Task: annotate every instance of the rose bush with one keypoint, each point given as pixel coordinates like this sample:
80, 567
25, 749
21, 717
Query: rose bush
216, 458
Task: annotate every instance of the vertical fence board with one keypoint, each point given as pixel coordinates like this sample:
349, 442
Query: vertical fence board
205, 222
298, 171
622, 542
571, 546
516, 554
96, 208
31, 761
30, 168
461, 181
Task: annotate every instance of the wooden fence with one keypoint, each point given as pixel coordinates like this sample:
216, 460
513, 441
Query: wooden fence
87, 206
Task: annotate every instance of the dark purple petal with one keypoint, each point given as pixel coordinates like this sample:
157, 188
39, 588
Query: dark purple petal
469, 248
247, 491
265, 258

...

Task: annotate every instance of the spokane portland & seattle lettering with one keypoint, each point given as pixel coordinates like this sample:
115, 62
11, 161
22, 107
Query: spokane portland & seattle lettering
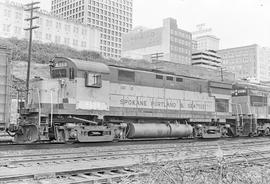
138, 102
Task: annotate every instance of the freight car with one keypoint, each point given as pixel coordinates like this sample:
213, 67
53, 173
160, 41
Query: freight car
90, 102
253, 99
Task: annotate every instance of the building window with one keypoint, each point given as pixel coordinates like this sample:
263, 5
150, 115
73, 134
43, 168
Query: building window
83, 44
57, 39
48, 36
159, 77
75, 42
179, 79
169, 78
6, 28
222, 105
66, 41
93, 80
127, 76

Exercise aim - Count the lines of the material above that contain the string "Task". Give only the number.

Result - 7